(Task set):
**a.** According to the article on Pakistan's economy, what rank could Pakistan's economy reach by 2050 in the PwC report?
**b.** Reproduce the part of the article on Pakistan's economy that opens with the words containing "Although detractors scoff" and closes with "as professional firms.".

(Source extract):

Pakistan is quite clearly on international investors’ radar as its economic growth has been so positively projected by international agencies. But it is difficult to sell this radiant story.

Multilateral lending agencies, the ‘big three’ international credit rating agencies (Standard & Poor’s, Moody’s and Fitch Group), Bloomberg and other recognised global media — The Wall Street Journal, Financial Times and The Economist have recently written rave reviews on the country’s economic progress.

Although detractors scoff at such positive projections by agencies, attributing them to ‘conflict of interest’, they are silenced when the rosy economic picture is corroborated by sources such as professional firms.

A report released earlier this month by PricewaterhouseCoopers (PwC), the multinational professional services firm considered to be among the ‘Big Four’ global auditors, affirmed that Pakistan’s economy could become the 16th largest world economy by 2050 based on its gross domestic product (GDP).

“What interest could PwC have in issuing an inaccurate report”, asked a person who subscribes to the view of a ‘shinning’ Pakistan. To enthusiasts who believe in the CPEC, the country could attain an even higher slot by as early as 2025.

CEO at stock brokerage, Topline Securities, Mohammad Sohail said that it was for the first time in 8-10 years that Pakistan’ economy was being so positively projected. “But it is scarcely surprising as important indicators are positively poised and the impact is visible in the market place”.


“The long run is a misleading guide to current affairs. In the long run we are all dead”

(Provided material):

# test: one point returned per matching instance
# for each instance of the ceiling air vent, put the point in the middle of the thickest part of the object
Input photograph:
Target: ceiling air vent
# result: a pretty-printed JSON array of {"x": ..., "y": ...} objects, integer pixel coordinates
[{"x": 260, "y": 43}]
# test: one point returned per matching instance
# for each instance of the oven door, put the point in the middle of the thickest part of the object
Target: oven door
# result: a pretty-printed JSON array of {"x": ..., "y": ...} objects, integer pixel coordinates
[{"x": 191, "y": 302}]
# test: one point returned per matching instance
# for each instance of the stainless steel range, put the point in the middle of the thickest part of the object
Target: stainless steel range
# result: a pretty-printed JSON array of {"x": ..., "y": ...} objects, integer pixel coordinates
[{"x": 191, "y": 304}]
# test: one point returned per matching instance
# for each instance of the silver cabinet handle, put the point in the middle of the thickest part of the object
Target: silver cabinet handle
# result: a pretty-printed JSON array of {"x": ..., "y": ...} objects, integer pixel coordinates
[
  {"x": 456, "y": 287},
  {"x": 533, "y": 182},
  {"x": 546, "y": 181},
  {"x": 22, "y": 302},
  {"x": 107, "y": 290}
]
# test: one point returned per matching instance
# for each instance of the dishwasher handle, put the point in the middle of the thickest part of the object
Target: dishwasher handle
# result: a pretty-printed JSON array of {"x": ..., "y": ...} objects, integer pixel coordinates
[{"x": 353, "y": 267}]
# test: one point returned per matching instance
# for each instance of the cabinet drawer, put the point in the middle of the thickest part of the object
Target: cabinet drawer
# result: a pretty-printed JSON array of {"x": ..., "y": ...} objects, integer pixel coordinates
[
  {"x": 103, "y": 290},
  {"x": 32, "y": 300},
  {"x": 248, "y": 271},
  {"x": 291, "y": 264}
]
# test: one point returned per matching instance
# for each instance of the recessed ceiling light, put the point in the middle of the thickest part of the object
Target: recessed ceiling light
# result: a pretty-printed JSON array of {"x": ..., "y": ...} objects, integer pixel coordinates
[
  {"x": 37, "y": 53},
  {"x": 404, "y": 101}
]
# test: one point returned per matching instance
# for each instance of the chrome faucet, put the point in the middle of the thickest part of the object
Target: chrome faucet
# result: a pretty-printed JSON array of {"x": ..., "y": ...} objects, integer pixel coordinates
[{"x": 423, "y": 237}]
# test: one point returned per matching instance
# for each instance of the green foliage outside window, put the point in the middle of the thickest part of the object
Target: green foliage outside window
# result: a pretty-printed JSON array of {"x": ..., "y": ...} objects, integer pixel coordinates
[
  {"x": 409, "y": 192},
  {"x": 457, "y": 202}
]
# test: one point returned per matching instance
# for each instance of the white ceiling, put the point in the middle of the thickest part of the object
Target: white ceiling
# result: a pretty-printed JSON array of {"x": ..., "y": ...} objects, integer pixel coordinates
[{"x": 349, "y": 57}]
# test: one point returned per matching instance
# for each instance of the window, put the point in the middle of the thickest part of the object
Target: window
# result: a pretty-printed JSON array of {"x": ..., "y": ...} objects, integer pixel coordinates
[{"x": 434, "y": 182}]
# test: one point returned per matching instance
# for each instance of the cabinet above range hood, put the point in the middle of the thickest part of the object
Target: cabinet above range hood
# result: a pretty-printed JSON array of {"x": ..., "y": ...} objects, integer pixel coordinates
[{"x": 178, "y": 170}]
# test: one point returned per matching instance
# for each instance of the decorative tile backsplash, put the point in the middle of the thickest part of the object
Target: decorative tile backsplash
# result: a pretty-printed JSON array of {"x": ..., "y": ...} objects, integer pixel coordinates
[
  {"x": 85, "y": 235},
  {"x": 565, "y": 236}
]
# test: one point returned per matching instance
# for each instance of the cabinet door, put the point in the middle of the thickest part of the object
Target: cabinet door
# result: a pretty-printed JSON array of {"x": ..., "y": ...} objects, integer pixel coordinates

(Task responses):
**a.** The 16th largest economy in the world, based on GDP.

**b.**
Although detractors scoff at such positive projections by agencies, attributing them to ‘conflict of interest’, they are silenced when the rosy economic picture is corroborated by sources such as professional firms.